* Requirement: When a line below holds the string "coordinates", show that line.
START Task data
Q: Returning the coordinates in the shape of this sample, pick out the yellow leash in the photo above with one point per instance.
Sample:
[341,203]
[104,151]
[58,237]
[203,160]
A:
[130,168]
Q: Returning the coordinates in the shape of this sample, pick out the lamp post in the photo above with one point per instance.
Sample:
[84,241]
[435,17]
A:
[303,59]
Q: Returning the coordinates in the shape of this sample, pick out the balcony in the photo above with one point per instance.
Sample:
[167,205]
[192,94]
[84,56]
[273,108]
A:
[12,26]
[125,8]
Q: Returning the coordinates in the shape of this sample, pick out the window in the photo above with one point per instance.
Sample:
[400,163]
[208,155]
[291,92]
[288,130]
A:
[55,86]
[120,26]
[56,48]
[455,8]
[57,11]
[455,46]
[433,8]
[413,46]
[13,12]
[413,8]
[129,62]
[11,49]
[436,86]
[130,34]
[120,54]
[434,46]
END Task data
* Task solution:
Q: Returning the coordinates in the shape of this sample, pick out the yellow leash in the photo above with one point per instance.
Q: Returning the coordinates in the shape of this sample, pick out the lamp post in the photo above with one point per instance.
Q: Returning the coordinates in the shape of this sample, pick out the balcony in the photo above with one point per instance.
Q: Returning the coordinates in the shape of this sample, pick out the window in the photo above with one point per instance.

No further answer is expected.